- Text for analysis -
##########
92-Year-Old Woman Hit by Bicyclist Dies

Mary Jean Smith, the 92-year-old El Cerrito woman who was gravely injured when hit by a bicyclist late Wednesday afternoon on Arlington Boulevard, has died, authorities said.

An elderly El Cerrito woman who suffered extremely critical injuries when she was hit by a bicyclist while walking across Arlington Boulevard about 5:30 p.m. Wednesday died just before midnight Wednesday night, authorities said.

The Contra Costa County coroner's bureau identified her as Mary Jean Smith, 92, of El Cerrito.

She was crossing Arlington near Brewster Drive near Arlington Park, not in a crosswalk, and had nearly finished crossing the street when the bicyclist – a 57-year-old El Cerrito man – collided with her, according to El Cerrito police.

The cyclist, who was northbound downhill in the bicycle lane, spotted her from about 70 feet away and yelled at her several times, Police Chief Sylvia Moir said. Smith panicked and stopped, started going forward and the stopped again, Moir said.

She suffered severe head trauma and was taken by ambulance to Cerrito Vista Park and airlifted by medical helicopter from there to John Muir Medical Center in Walnut Creek, Moir said.
##########
- Data for analysis -

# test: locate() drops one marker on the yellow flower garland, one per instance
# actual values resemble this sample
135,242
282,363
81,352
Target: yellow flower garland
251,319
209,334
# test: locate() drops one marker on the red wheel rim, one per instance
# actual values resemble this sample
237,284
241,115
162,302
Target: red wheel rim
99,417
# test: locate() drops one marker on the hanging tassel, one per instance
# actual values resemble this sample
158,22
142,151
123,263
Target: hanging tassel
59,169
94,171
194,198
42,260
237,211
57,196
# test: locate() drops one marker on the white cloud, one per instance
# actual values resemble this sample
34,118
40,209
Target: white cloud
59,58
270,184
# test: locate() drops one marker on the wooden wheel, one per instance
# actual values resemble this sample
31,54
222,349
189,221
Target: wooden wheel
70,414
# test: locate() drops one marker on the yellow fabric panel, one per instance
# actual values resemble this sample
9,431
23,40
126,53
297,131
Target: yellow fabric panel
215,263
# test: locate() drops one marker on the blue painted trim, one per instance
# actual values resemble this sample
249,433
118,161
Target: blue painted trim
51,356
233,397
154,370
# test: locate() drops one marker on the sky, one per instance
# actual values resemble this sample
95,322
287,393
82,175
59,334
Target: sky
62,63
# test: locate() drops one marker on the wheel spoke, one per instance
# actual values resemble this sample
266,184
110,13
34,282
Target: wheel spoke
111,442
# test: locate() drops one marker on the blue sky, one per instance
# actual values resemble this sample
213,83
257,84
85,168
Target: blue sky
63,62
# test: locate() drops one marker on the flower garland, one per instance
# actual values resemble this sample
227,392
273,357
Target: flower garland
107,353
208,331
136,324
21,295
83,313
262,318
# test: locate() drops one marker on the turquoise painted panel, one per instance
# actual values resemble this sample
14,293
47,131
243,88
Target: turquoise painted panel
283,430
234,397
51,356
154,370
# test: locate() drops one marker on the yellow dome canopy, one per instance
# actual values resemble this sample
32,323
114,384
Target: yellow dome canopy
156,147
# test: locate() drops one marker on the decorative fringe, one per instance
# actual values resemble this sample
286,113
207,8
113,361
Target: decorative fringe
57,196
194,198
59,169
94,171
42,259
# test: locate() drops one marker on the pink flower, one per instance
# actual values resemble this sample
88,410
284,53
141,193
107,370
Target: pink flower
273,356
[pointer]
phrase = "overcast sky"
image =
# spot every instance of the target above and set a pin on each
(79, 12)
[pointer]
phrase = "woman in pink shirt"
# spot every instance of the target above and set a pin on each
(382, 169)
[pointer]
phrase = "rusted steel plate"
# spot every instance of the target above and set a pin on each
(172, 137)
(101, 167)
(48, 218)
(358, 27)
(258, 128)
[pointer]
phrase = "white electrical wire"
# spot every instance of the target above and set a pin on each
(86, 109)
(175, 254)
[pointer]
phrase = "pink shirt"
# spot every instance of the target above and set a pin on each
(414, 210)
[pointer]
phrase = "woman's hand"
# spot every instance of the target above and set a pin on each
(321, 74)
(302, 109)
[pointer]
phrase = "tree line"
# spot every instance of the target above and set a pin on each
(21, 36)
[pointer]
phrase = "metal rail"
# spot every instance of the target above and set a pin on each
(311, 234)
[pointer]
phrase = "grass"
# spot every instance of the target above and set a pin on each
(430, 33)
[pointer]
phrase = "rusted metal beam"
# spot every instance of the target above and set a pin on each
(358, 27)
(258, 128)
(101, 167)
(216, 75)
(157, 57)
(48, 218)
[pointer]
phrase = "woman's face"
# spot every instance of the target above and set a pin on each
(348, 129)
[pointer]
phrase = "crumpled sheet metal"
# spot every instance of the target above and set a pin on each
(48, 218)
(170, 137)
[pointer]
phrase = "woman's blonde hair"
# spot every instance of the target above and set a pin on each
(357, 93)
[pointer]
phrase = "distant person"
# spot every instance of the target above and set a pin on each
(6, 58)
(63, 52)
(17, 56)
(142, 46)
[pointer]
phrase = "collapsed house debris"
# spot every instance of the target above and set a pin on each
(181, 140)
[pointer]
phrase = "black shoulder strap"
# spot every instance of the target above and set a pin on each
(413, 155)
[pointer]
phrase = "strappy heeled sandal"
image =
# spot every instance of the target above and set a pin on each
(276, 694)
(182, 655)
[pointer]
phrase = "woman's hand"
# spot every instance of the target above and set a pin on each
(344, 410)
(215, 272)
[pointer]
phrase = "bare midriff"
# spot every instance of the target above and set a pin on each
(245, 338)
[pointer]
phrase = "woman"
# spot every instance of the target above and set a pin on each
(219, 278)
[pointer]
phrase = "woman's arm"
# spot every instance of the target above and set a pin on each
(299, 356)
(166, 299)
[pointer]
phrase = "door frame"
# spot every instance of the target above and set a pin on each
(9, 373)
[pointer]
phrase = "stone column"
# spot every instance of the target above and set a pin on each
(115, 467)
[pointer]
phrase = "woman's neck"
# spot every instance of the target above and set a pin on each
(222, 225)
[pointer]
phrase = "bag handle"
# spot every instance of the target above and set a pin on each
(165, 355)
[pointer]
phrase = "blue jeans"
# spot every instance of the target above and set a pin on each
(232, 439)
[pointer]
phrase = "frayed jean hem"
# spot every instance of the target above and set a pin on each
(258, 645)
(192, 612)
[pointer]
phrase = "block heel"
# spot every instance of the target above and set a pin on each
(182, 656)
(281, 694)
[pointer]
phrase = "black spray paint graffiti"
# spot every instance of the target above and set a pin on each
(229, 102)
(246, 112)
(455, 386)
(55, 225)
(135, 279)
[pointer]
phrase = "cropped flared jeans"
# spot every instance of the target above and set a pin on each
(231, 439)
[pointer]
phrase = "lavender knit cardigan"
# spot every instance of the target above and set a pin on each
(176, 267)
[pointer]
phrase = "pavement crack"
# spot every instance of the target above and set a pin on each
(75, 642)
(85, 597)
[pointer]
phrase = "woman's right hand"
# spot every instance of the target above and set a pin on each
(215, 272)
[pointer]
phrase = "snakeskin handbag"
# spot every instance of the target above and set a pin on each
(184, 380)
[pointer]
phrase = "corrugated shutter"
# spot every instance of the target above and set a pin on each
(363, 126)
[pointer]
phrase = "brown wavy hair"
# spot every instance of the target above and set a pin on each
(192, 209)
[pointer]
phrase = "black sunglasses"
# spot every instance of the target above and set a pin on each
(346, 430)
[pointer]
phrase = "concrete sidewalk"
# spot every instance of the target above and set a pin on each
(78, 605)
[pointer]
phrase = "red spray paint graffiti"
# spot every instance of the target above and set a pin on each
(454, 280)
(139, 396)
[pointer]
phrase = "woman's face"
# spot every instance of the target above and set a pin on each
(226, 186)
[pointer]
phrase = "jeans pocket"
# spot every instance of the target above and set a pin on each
##########
- Exercise set -
- a) Answer these questions from the news article about the bicyclist collision, one line each:
(i) Which agency identified the woman?
(ii) About how far away was she when the cyclist spotted her?
(iii) From where was she airlifted by helicopter?
- b) Please recast the paragraph of the news article about the bicyclist collision that opens "She was crossing Arlington near Brewster Drive" as a short bulleted list that keeps its main facts.
- c) List every named place in the news article about the bicyclist collision, including cities, the county, streets, parks and the medical center.

- Problem solutions -
- a)
(i) The Contra Costa County coroner's bureau.
(ii) About 70 feet.
(iii) Cerrito Vista Park.

- b)
- She was crossing Arlington near Brewster Drive, close to Arlington Park.
- She was not in a crosswalk.
- She had nearly finished crossing when the bicyclist collided with her.
- The bicyclist was a 57-year-old El Cerrito man.
- Source: El Cerrito police.

- c)
- El Cerrito
- Arlington Boulevard
- Brewster Drive
- Arlington Park
- Contra Costa County
- Cerrito Vista Park
- John Muir Medical Center
- Walnut Creek